## [Given entries]
━━━
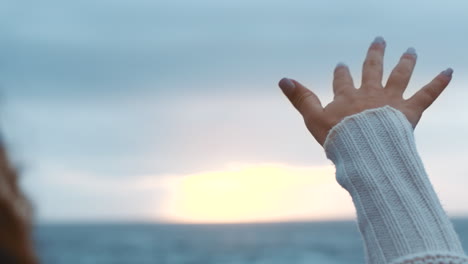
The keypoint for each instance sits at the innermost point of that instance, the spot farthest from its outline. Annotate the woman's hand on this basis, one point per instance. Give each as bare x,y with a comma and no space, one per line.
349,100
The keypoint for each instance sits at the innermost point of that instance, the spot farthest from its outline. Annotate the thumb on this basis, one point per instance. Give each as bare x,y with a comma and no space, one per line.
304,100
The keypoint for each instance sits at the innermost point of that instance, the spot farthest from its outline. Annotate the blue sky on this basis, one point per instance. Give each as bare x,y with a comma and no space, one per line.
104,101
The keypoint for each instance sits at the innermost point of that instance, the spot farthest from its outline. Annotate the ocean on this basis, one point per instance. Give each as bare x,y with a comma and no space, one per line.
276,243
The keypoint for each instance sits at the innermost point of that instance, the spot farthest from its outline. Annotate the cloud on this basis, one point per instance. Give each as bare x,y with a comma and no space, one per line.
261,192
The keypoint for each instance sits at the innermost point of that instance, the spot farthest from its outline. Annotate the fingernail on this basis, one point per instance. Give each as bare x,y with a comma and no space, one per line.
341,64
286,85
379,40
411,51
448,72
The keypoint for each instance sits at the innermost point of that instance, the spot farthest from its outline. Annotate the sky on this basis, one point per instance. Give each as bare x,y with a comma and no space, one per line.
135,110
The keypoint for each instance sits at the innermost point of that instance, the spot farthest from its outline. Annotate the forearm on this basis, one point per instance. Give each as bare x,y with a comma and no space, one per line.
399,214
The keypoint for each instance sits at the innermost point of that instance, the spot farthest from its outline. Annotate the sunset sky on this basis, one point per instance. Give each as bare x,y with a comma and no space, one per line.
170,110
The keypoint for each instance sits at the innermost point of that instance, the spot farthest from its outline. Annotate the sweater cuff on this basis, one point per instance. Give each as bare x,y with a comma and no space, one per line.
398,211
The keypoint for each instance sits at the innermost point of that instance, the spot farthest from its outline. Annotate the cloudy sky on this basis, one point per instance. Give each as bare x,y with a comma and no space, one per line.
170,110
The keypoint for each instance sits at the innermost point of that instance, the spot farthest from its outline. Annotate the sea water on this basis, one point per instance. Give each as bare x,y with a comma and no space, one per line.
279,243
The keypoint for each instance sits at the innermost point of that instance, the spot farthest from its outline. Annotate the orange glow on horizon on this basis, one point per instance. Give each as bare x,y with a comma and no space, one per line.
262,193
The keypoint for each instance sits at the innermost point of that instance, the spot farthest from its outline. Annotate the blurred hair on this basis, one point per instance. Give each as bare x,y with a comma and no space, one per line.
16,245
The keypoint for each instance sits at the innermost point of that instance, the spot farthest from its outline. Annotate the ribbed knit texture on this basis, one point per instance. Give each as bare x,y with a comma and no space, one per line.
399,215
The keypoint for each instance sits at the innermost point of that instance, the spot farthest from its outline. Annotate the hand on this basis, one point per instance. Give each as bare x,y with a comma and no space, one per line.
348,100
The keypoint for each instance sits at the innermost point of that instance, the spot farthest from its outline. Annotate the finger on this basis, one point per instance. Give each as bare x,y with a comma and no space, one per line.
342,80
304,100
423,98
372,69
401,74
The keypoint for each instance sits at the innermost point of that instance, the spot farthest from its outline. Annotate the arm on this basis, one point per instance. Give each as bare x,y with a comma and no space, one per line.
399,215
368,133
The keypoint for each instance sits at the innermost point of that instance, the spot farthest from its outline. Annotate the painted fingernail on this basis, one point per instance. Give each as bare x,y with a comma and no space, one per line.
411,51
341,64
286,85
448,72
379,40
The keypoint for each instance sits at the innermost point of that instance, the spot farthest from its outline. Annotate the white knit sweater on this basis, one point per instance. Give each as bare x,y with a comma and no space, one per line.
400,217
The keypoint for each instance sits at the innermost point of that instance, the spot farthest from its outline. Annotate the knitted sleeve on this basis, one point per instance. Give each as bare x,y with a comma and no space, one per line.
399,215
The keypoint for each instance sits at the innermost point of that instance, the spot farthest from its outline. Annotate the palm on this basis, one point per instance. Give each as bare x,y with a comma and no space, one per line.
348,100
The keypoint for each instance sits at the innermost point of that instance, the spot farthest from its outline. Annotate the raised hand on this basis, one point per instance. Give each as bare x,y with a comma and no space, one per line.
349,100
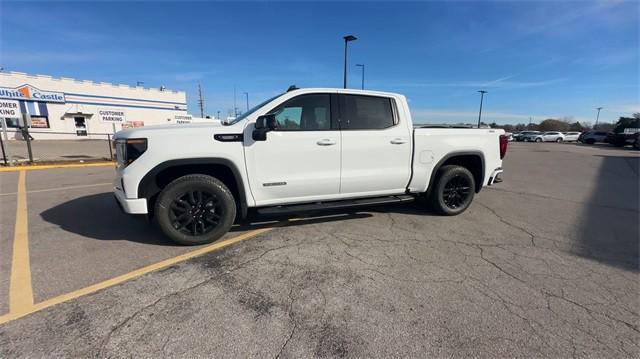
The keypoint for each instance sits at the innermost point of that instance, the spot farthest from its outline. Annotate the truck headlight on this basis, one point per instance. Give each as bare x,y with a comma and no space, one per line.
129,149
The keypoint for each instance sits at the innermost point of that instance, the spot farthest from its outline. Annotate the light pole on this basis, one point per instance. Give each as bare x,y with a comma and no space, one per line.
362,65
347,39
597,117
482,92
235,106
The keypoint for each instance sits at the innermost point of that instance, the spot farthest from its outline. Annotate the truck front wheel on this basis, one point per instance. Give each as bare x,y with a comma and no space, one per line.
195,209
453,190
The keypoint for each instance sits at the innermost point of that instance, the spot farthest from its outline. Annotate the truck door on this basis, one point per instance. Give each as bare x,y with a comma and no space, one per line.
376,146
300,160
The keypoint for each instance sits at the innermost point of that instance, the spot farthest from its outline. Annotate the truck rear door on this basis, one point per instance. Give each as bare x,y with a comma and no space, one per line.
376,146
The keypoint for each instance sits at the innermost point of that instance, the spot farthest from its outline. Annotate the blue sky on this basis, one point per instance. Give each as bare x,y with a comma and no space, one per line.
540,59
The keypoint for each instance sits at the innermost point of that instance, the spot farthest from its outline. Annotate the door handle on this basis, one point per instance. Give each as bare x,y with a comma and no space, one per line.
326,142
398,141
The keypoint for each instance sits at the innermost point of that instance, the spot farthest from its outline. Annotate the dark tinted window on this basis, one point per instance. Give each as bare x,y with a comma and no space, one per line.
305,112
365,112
━━━
## [Work to do]
The records above are to be reproduced exactly; the pictures are to be left out.

## [Task output]
The keypoint for each instance sits at the innermost point of that instance, the spot farthest from its outline. Annotate the woman's hand on this basis, one point per instance. Give each as bare x,y with a comma and no space, one per line.
349,100
The keypoint for each instance sits at the innermost point of that instance, the spot farthest from its outline. Annotate the thumb on this basis, one point per instance. Give each as bare x,y with a comma and no space, one per line.
304,100
The keypoint for each instance sits at the innermost point of that instance, the spot farthest from its outline. Annotate the blue sky on this basis, one point per instance. Give each as bare x,y with a comma and no space, one per line.
104,101
The keypoint for each instance sits at the innermost point of that instance, the spot farthest from its outline. Annotate the ocean on this basis, one point per instance. Give each as bare x,y with a comma and no space, one per line.
276,243
The keypoint for each instance sits at the innermost point of that instance, the spot farthest from its outline. Annotate the cloud on this basis, one point per instance. Give each as bare x,y with a comma and no space, one per line.
261,192
The keypoint for each instance sits at the innermost point of that instance, the spot farthest from its outline. Annotate the fingernail on this basis, one point per instance. Give each as bare x,y with a comma and no space, one per line.
341,64
286,85
379,40
411,51
448,72
The keypoint for each instance sits at the innermost point of that instance, the spot farthest from its outline. Annotate the sky on this basis, one point per instance. Give each as bare x,y with a comma and no space, one per line.
135,110
The keypoint for each instance sits at the innermost point of that instance, the spot farthest from its outline. Annotate the forearm on this basis, one point per instance. Give each as bare x,y with a comma and no space, one per line.
399,214
The keypoint for each instance sits at the innermost point of that instance, the spot farthest from its outline. Annotate the sunset sky on this basis, one point per instance. Give each as bare x,y with a comma and no space, one per line.
170,110
The keypoint for each instance sits at the innermost point of that instance, the spot farthest from its outline. Annotate the sweater cuff on this basis, one point per instance. Give each as bare x,y with a comma and no space, one per line.
398,211
The keypoint for each instance sits at the innermost point of that instance, the spot farthest from its outline. Annotate the cloudy sky on this basis, one point per instance. Give each as bare x,y with a comma and no space, one per line.
170,110
The keypoint for each instance sits at the innermost point of that instance, the spot farthest from its outline. Annotate the sea water on this basis, one point per instance. Give each as bare x,y with a comma and no space, one per line.
279,243
The keypoint for each instance sits at the innermost point of that instance, the spot farthest from its outline. Annotate the orange glow on horizon on this basis, one point per instance. Give each as bare x,y with a comma and no space, one per line.
262,193
The keypoint for each instance sits at the innermost point of that instance, the spot farthest from its outline. Annotate the blurred hair on this basis, one point per instance. Give each as bare x,y with a comma and no space, one per line.
16,245
The keypoint for each instance sits at the innermost point of that instance, the spot farthest from its outline. Annotate the ribbed knit texture on this basis, one point per instance. Give each as bare x,y with a comma and no space, one per line.
399,215
The keypoint for each instance sits at the innermost point of that instance, the spot farthest from its outline. Annotate the hand on this basis, one point per instance. Give each as bare x,y with a comma and no space, one per line.
348,100
The keypoint for each instance sits at the innermost point of that instance, the spot farthest from its outline. Annotate the finger on this basis, one point per instance. Give each as bare x,y with a comma and no space, one per line.
342,80
304,100
423,98
372,69
401,74
The keypoint for each instance sits at the innermost point of that instance, the spot farthest from its outline. Annotate the arm on this basis, one point per instance. Give each as bare x,y with a comma and no space, one per line.
399,215
368,133
The keypoint for each instance sits at the innermost point of that instance, the spot farthest from its outline. Annotate the painted fingernail on this basis, one point per instance. Give each as bare x,y with a comma and no space, one per line.
411,51
341,64
286,85
448,72
379,40
The keypoint for each instance sits at the innermost point of that instance, the spot farthest from its outline. Annotate the white knit sweater on this basis, one point per instance. Give each as bare x,y with a comma and no space, one per line.
400,217
The keypoint for each instance sits at the innermost point of that instance, the spot farthest from its outline. Annotate the knitted sleeve on this basis, one point per instance. Give each as bare x,y with a comma and no space, one per line.
399,215
The keypoint for each instance sits at the innermost point of that instance, the spot farthest from its outline. Annotate the palm on this basis, one point per instance. Give each as bare x,y with a comma and no space, one per line.
348,100
The keypoint for each instance sits at the innermost point of that instance, the spot farthest from its outline. Annotate the raised hand on this basis, one point per instance. Give each as bare x,y with a comma and no space, one per line.
349,100
The keypoint for each instance sits at the innermost point of that instance, the spot farthest from its outline. Annotate the truck headlight on this basis, one point per instance. Give each as bare x,y with a comma and no space, one per line.
129,149
The keypoint for each instance sits at the innermost point of that instance, the spot farthest from its outline. Annotate the light pole on this basis, one point per instance. Give each as bare x,y with a comma and no space, one per line.
362,65
347,39
597,117
482,92
235,106
The keypoint for each instance sits at the innermost point of that instance, the spot farthest from its outline. Annotate the truck front wheel on this basis, one point per instance. Give each as bare x,y with a comma and no space, one per line.
195,209
453,190
The keypoint for each instance sits at the innermost point of that instance, the spot farthest from its outline. Annotate the truck door on this basis, one point per instance. Give each as bare x,y with a comma and no space, one per line.
376,146
300,160
The keypoint for each instance sits at the innermost point of that instance, the spot farthest from its outline. Annotate the truck rear door on this basis, one point per instance. Give each as bare x,y with a comma and no space, one per line.
376,146
The keypoint for each instance sits at the innermost point of that instance, the spot farthest from its outline. Annotate the blue sky on this basis, one point per instance. Give each as bare x,y with a comma and no space, one per line.
540,59
The keypoint for each instance sits at the innermost point of that instance, the spot farthest from its outline. Annotate the door handle on this basis, one point per instance. Give each as bare x,y with a comma and no space, one per line.
326,142
398,141
The keypoint for each instance sits at the innermost point of that instance, the spot farthest from its outline. Annotate the dark tinted window on this basis, one point per instance. Give each as bare x,y with a comma and no space, one per line.
305,112
365,112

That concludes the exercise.